JOHNNY ENGLISH REBORN
101分、イギリス、2011
監督:オリヴァー・パーカー、製作:ティム・ビーヴァンほか、脚本:ハーミッシュ・マッコール、音楽:イラン・エシュケリ
出演:ローワン・アトキンソンジリアン・アンダーソンドミニク・ウェストロザムンド・パイクダニエル・カルーヤ

 

オマールの壁

  重い話ばかりが続くのはつらいが、心に深い澱を残し、どんよりと曇ったままの衝撃的な作品だった。ハニ・アブ・アサド監督は「パラダイス・ナウ」でもパラダイスという皮肉な命名によってパレスチナの悲劇を描いた。同じく本作でもパレスチナ解放のために闘う青年の、未来の見えない状況を映し出す。
 主人公はパン職人のオマール。彼が住むパレスチナ自治区にはイスラエルが築いた分断壁が聳える。しかし銃声をものともせず、オマールは危険を冒して壁を残り超えては友達や恋人に逢いに行く。彼はイスラエル軍への抵抗運動に身を投じる戦士でもあった。ある日イスラエル警察に逮捕されたオマールは拷問に遭い、スパイになるよう強要される。オマールは恋するナディアとの生活を夢見てスパイを引き受けるのだが。。。

→ **課題**
a – 映画紹介文で、「JOHNNY ENGLISH REBORN」の監督・製作・脚本・音楽として名前が挙がっている人物は誰ですか？すべて挙げてください。
b – 映画紹介文によると、「オマールの壁」の主人公オマールの職業は何ですか？
c – 映画紹介文の最後の一文のあとを受けて、文章を書き継いでください。

→ **データ抜粋**
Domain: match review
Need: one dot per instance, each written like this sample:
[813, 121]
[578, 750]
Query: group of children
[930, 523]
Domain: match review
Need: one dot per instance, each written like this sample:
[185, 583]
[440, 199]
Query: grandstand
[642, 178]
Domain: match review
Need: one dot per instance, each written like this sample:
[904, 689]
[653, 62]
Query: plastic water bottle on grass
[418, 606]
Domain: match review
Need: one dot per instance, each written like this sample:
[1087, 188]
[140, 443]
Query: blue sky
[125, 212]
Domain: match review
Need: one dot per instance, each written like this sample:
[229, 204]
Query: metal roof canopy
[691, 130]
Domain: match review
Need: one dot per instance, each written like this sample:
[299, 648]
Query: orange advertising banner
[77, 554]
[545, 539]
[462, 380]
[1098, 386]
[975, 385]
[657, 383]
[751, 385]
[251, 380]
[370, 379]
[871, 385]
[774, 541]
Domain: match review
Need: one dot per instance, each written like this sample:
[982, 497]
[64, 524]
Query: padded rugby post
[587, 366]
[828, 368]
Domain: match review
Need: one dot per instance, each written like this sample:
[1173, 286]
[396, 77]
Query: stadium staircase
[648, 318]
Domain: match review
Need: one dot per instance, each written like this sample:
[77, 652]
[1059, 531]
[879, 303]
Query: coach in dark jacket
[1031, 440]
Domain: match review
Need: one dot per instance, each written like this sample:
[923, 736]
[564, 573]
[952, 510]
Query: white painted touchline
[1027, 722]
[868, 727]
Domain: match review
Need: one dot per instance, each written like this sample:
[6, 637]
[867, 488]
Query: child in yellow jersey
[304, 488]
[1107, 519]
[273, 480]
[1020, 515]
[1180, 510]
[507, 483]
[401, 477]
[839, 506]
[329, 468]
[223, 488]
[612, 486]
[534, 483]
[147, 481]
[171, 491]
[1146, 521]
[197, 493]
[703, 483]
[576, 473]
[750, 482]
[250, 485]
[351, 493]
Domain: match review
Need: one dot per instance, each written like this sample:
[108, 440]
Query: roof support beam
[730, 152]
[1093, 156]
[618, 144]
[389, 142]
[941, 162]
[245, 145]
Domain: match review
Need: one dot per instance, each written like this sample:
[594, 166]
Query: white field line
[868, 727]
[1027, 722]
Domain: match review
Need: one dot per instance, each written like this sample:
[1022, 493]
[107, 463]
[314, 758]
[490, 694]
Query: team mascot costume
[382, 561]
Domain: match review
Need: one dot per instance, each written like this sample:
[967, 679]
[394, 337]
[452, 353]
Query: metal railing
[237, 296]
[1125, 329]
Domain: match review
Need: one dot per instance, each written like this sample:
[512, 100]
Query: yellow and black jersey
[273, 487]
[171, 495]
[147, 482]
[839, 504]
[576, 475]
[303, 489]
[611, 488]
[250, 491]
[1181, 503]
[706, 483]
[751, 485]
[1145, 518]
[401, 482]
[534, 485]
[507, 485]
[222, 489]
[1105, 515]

→ **解答例**
a – オリヴァー・パーカー（監督）、ティム・ビーヴァン（製作）、ハーミッシュ・マッコール（脚本）、イラン・エシュケリ（音楽）

b – パン職人です。

c –
 二重三重に騙し合いが絡まる、やるせない展開。恋人との楽しい未来を夢見る普通の青年が、イスラエル占領地のパレスチナに生きているというその偶然に置かれた立場によって、抵抗運動へと身を投じていく様子を映画は淡々と描いていく。彼の生き方が正しいのかどうか。もちろんイスラエルの圧政・残虐も描かれているが、同時にその先端で兵士となっている若者も命を落とすのだ。イスラエル兵だからといって彼らの若い命を抹殺していいのだろうか。心がざわつく展開だ。
 恋に傷つき、裏切りに傷つき、憎しみにとらわれたオマールが取った選択肢は、結局のところこの泥沼の闘いに終わりがないことを告げただけだった。
 時間の経過がやや唐突な点が残念だが、最後の最後まで衝撃が走り、心に強く残る作品だ。(レンタルDVD)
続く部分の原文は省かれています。